## SOURCE TEXT
'''

The mobile computing device 450 includes a processor 452, a memory 464, an input/output device such as a display 454, a communication interface 466, and a transceiver 468, among other components. The mobile computing device 450 may also be provided with a storage device, such as a micro-drive or other device, to provide additional storage. Each of the processor 452, the memory 464, the display 454, the communication interface 466, and the transceiver 468, are interconnected using various buses, and several of the components may be mounted on a common motherboard or in other manners as appropriate.

The processor 452 can execute instructions within the mobile computing device 450, including instructions stored in the memory 464. The processor 452 may be implemented as a chipset of chips that include separate and multiple analog and digital processors. The processor 452 may provide, for example, for coordination of the other components of the mobile computing device 450, such as control of user interfaces, applications run by the mobile computing device 450, and wireless communication by the mobile computing device 450.

The processor 452 may communicate with a user through a control interface 458 and a display interface 456 coupled to the display 454. The display 454 may be, for example, a TFT (Thin-Film-Transistor Liquid Crystal Display) display or an OLED (Organic Light Emitting Diode) display, or other appropriate display technology. The display interface 456 may comprise appropriate circuitry for driving the display 454 to present graphical and other information to a user. The control interface 458 may receive commands from a user and convert them for submission to the processor 452. In addition, an external interface 462 may provide communication with the processor 452, so as to enable near area communication of the mobile computing device 450 with other devices. The external interface 462 may provide, for example, for wired communication in some implementations, or for wireless communication in other implementations, and multiple interfaces may also be used.

'''

## SET TASKS
A: List every interface in the device description that has a reference number, along with its number.
B: Carry on the device description from its last sentence.
The entries on this page can be left aside.

## DATASET ENTRIES

'''

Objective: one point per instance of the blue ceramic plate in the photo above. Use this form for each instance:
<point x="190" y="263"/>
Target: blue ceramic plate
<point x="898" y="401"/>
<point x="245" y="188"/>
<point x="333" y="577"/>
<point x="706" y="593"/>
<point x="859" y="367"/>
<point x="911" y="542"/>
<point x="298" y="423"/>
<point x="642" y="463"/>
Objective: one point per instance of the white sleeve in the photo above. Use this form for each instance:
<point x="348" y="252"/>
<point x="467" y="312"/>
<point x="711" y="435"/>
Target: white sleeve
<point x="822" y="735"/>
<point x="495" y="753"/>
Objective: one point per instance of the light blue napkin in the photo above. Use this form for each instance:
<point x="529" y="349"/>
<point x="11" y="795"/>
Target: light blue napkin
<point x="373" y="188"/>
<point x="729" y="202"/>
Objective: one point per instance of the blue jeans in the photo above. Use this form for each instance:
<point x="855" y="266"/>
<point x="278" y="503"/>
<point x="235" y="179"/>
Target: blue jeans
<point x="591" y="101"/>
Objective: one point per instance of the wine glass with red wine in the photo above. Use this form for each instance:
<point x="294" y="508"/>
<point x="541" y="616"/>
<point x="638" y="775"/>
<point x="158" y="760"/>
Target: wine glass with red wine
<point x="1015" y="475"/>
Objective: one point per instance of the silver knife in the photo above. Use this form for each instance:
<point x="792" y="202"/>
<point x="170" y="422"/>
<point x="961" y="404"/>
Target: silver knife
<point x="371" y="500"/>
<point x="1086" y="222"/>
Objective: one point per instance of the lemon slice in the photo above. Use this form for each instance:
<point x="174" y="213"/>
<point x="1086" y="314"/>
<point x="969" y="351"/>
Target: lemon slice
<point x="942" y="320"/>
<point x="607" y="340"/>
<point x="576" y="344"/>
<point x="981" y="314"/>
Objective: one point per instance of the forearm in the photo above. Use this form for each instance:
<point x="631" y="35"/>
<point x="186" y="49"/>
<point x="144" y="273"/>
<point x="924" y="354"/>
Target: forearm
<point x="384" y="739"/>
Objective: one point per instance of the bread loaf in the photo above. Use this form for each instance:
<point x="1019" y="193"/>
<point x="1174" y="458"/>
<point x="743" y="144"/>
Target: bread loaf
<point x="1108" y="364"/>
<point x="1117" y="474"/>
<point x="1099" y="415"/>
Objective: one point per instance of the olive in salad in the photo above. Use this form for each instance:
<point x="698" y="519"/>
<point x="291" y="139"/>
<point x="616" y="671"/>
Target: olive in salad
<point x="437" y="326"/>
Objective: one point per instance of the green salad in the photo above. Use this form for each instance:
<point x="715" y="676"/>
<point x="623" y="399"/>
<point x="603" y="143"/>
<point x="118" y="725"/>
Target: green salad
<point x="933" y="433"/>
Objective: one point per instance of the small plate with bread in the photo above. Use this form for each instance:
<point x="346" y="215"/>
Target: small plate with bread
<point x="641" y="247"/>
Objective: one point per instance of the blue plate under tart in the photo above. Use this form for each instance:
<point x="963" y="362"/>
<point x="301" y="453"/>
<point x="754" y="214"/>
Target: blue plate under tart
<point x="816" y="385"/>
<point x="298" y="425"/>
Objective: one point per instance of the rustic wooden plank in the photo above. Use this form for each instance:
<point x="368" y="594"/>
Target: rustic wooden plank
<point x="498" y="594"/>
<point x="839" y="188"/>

'''

## TASK RESULTS
A: communication interface 466, control interface 458, display interface 456, external interface 462

B:
The memory 464 stores information within the mobile computing device 450. The memory 464 can be implemented as one or more of a computer-readable medium or media, a volatile memory unit or units, or a non-volatile memory unit or units. An expansion memory 474 may also be provided and connected to the mobile computing device 450 through an expansion interface 472, which may include, for example, a SIMM (Single In Line Memory Module) card interface. The expansion memory 474 may provide extra storage space for the mobile computing device 450, or may also store applications or other information for the mobile computing device 450. Specifically, the expansion memory 474 may include instructions to carry out or supplement the processes described above, and may include secure information also. Thus, for example, the expansion memory 474 may be provide as a security module for the mobile computing device 450, and may be programmed with instructions that permit secure use of the mobile computing device 450. In addition, secure applications may be provided via the SIMM cards, along with additional information, such as placing identifying information on the SIMM card in a non-hackable manner.

The memory may include, for example, flash memory and/or NVRAM memory (non-volatile random access memory), as discussed below. In some implementations, instructions are stored in an information carrier. that the instructions, when executed by one or more processing devices (for example, processor 452), perform one or more methods, such as those described above. The instructions can also be stored by one or more storage devices, such as one or more computer- or machine-readable mediums (for example, the memory 464, the expansion memory 474, or memory on the processor 452). In some implementations, the instructions can be received in a propagated signal, for example, over the transceiver 468 or the external interface 462.

The mobile computing device 450 may communicate wirelessly through the communication interface 466, which may include digital signal processing circuitry where necessary. The communication interface 466 may provide for communications under various modes or protocols, such as GSM voice calls (Global System for Mobile communications), SMS (Short Message Service), EMS (Enhanced Messaging Service), or MMS messaging (Multimedia Messaging Service), CDMA (code division multiple access), TDMA (time division multiple access), PDC (Personal Digital Cellular), WCDMA (Wideband Code Division Multiple Access), CDMA2000, or GPRS (General Packet Radio Service), among others. Such communication may occur, for example, through the transceiver 468 using a radio-frequency. In addition, short-range communication may occur, such as using a Bluetooth, WiFi, or other such transceiver (not shown). In addition, a GPS (Global Positioning System) receiver module 470 may provide additional navigation- and location-related wireless data to the mobile computing device 450, which may be used as appropriate by applications running on the mobile computing device 450.

The mobile computing device 450 may also communicate audibly using an audio codec 460, which may receive spoken information from a user and convert it to usable digital information. The audio codec 460 may likewise generate audible sound for a user, such as through a speaker, e.g., in a handset of the mobile computing device 450. Such sound may include sound from voice telephone calls, may include recorded sound (e.g., voice messages, music files, etc.) and may also include sound generated by applications operating on the mobile computing device 450.

The mobile computing device 450 may be implemented in a number of different forms, as shown in the figure. For example, it may be implemented as a cellular telephone 480. It may also be implemented as part of a smart-phone 482, personal digital assistant, or other similar mobile device.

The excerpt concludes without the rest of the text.